- _PROVIDED INFORMATION_:

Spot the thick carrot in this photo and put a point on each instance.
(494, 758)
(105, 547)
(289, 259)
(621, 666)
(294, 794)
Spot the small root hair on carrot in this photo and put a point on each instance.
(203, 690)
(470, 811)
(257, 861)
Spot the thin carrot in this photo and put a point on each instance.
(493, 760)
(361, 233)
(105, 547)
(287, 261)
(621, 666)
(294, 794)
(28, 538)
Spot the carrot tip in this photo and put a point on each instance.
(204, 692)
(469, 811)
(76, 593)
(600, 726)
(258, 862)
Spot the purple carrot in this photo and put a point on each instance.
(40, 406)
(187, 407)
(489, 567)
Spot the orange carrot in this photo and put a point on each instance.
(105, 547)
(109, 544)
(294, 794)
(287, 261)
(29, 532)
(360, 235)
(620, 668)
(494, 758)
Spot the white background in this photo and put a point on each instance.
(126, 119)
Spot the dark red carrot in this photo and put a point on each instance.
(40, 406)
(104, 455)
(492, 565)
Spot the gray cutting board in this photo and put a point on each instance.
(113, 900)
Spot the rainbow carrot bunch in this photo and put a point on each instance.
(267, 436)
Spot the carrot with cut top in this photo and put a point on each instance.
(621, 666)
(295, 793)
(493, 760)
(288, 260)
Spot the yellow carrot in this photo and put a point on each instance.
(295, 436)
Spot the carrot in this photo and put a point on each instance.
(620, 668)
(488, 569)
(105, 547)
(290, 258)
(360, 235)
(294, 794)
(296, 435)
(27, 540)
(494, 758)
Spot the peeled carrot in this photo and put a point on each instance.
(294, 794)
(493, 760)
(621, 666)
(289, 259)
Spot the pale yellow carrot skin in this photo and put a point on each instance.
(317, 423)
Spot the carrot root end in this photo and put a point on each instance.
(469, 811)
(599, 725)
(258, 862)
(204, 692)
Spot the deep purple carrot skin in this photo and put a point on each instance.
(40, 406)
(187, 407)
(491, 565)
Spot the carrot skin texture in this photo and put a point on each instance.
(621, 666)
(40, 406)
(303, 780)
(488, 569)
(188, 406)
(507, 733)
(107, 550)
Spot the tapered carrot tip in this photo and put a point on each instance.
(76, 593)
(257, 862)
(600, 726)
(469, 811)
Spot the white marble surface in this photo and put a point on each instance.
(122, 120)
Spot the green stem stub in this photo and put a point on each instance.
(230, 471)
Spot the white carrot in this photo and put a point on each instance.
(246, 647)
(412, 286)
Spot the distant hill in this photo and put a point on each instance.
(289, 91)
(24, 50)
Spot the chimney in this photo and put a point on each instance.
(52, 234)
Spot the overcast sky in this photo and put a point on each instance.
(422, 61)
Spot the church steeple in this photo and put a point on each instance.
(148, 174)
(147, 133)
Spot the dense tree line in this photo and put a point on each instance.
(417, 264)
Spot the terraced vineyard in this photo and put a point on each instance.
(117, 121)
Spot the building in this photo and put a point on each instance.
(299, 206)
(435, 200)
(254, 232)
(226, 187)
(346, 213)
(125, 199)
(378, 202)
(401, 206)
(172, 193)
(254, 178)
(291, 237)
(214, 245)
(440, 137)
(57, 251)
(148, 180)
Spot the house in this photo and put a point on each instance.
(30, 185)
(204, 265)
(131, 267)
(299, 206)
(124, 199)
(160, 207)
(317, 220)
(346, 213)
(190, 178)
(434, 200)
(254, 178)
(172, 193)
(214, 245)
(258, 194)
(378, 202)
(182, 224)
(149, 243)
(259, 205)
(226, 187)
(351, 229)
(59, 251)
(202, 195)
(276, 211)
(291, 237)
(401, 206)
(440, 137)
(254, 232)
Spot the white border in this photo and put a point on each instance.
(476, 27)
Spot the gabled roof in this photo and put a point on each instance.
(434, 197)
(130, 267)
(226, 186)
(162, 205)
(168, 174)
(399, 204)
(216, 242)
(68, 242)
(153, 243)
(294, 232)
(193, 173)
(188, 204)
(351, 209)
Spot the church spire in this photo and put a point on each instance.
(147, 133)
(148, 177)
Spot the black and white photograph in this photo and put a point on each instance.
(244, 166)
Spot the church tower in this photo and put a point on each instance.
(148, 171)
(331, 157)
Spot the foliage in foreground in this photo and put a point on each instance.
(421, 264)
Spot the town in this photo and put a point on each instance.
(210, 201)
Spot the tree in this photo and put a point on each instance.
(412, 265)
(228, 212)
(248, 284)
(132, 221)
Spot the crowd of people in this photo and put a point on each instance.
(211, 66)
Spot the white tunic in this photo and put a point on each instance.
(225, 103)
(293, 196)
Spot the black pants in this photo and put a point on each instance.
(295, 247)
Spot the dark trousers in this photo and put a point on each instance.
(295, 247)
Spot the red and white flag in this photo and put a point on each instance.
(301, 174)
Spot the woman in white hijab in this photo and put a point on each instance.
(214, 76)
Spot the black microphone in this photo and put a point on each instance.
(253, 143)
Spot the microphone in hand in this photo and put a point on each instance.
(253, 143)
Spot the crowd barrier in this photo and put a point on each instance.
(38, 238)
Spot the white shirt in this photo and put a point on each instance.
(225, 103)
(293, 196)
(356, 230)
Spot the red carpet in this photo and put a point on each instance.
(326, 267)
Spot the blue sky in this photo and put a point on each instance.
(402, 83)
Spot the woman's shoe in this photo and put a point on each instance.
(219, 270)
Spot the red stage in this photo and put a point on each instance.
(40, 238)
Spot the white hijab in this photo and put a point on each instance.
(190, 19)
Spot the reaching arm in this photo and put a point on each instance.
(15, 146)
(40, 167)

- _REQUIRED ACTION_: Transcribe every record above word for word.

- _RESPONSE FOR THIS EXERCISE_:
Spot the thick carrot in this photo and put a point on each instance.
(494, 758)
(105, 547)
(289, 259)
(621, 666)
(294, 794)
Spot the small root hair on carrot in this photo and put a point on each instance.
(203, 690)
(470, 811)
(257, 861)
Spot the thin carrot in this photo and put a point on each instance.
(493, 760)
(361, 233)
(105, 547)
(287, 261)
(621, 666)
(294, 794)
(28, 538)
Spot the carrot tip in this photo and put a point on each instance.
(204, 692)
(469, 811)
(76, 593)
(600, 726)
(258, 862)
Spot the purple carrot in this photo and put a point on each instance.
(40, 406)
(187, 407)
(489, 567)
Spot the orange carrot in this photo and put a point on each instance.
(105, 547)
(109, 544)
(294, 794)
(287, 261)
(29, 532)
(360, 235)
(620, 668)
(494, 758)
Spot the white background in this photo and put a point on each instance.
(126, 119)
Spot the dark red carrot in this photo and put a point on each instance.
(40, 406)
(104, 455)
(492, 565)
Spot the gray cutting board in this photo and put a point on each instance.
(113, 900)
Spot the rainbow carrot bunch in this photo and put a point on each instance.
(267, 436)
Spot the carrot with cut top in this photo and put a point on each instance.
(621, 666)
(295, 793)
(493, 760)
(288, 260)
Spot the yellow carrot in this photo and put a point on each instance.
(295, 436)
Spot the carrot in this photo and put a point on each instance.
(620, 668)
(488, 569)
(105, 547)
(290, 258)
(360, 235)
(294, 794)
(296, 435)
(27, 540)
(494, 758)
Spot the peeled carrot in this photo and put a point on each instance.
(294, 794)
(493, 760)
(621, 666)
(289, 259)
Spot the pale yellow carrot skin in this photo and put a point on each instance.
(317, 423)
Spot the carrot root end in this photo and put a point on each instance.
(469, 811)
(599, 725)
(258, 862)
(204, 692)
Spot the deep purple carrot skin in this photo and put a point on each instance.
(40, 406)
(187, 407)
(491, 565)
Spot the carrot skin texture in this photo and put a point on each instance.
(621, 666)
(40, 406)
(303, 780)
(488, 569)
(188, 406)
(507, 733)
(107, 550)
Spot the tapered carrot tip in this photo and put a point on each instance.
(76, 593)
(257, 862)
(600, 726)
(469, 811)
Spot the white marble surface in this photo and put a point on each instance.
(122, 120)
Spot the green stem stub in this photo and put a point on each instance.
(230, 471)
Spot the white carrot in this photo and put a point on each instance.
(246, 647)
(412, 286)
Spot the distant hill in this photo and put a point on each instance.
(289, 91)
(24, 50)
Spot the chimney in this photo and put a point on each instance.
(52, 234)
Spot the overcast sky in this photo and put a point on each instance.
(422, 61)
Spot the church steeple in this photo and put a point on each instance.
(148, 174)
(147, 133)
Spot the dense tree line in this photo and put a point on each instance.
(417, 264)
Spot the terraced vineyard in this photo and put a point on each instance.
(117, 121)
Spot the building in this photo and put a point on each instance.
(299, 206)
(435, 200)
(254, 232)
(226, 187)
(346, 213)
(125, 199)
(378, 202)
(401, 206)
(172, 193)
(254, 178)
(291, 237)
(214, 245)
(440, 137)
(57, 251)
(148, 180)
Spot the house in this photo and put a point on each instance.
(30, 185)
(204, 265)
(131, 267)
(299, 206)
(124, 199)
(160, 207)
(317, 220)
(346, 213)
(190, 178)
(434, 200)
(254, 178)
(172, 193)
(214, 245)
(258, 194)
(378, 202)
(182, 224)
(149, 243)
(259, 205)
(226, 187)
(351, 229)
(59, 251)
(202, 195)
(276, 211)
(291, 237)
(401, 206)
(440, 137)
(254, 232)
Spot the white border in this photo and put a point on each instance.
(476, 27)
Spot the gabled roof in this photo and put a point on each instance.
(434, 197)
(130, 267)
(226, 186)
(162, 205)
(168, 174)
(399, 204)
(216, 242)
(68, 242)
(153, 243)
(294, 232)
(193, 173)
(188, 204)
(351, 209)
Spot the church spire in this photo and put a point on each instance.
(147, 133)
(148, 177)
Spot the black and white photograph in this photo and put a point on each instance.
(244, 166)
Spot the church tower in this photo and put a point on each instance.
(148, 171)
(331, 157)
Spot the foliage in foreground in this photo and put a point on each instance.
(421, 264)
Spot the town in this photo and put a point on each instance.
(210, 201)
Spot the tree in this photo and put a point on each instance.
(412, 265)
(228, 212)
(248, 284)
(132, 221)
Spot the crowd of people in this photo and put a point on each instance.
(211, 66)
Spot the white tunic in this photo and put a point on each instance.
(225, 103)
(293, 196)
Spot the black pants in this photo and put a point on each instance.
(295, 247)
Spot the dark trousers in this photo and put a point on each instance.
(295, 247)
Spot the red and white flag in this photo and put a point on each instance.
(301, 174)
Spot the woman in white hijab in this photo and put a point on each instance.
(214, 76)
Spot the black microphone in this photo and put a point on each instance.
(253, 143)
Spot the microphone in hand in this photo and put a point on each instance.
(253, 143)
Spot the crowd barrier in this photo and put a point on each instance.
(38, 238)
Spot the white shirt in this photo and put a point on each instance.
(225, 103)
(293, 196)
(356, 230)
Spot the red carpet in this photo and put a point on each instance.
(326, 267)
Spot the blue sky in this photo and put a point on each instance.
(402, 83)
Spot the woman's shoe in this photo and put a point on each instance.
(219, 270)
Spot the red stage in this photo and put a point on each instance.
(40, 238)
Spot the white hijab in this photo and put a point on each instance.
(190, 19)
Spot the reaching arm in this photo and put a point on each instance.
(15, 146)
(40, 167)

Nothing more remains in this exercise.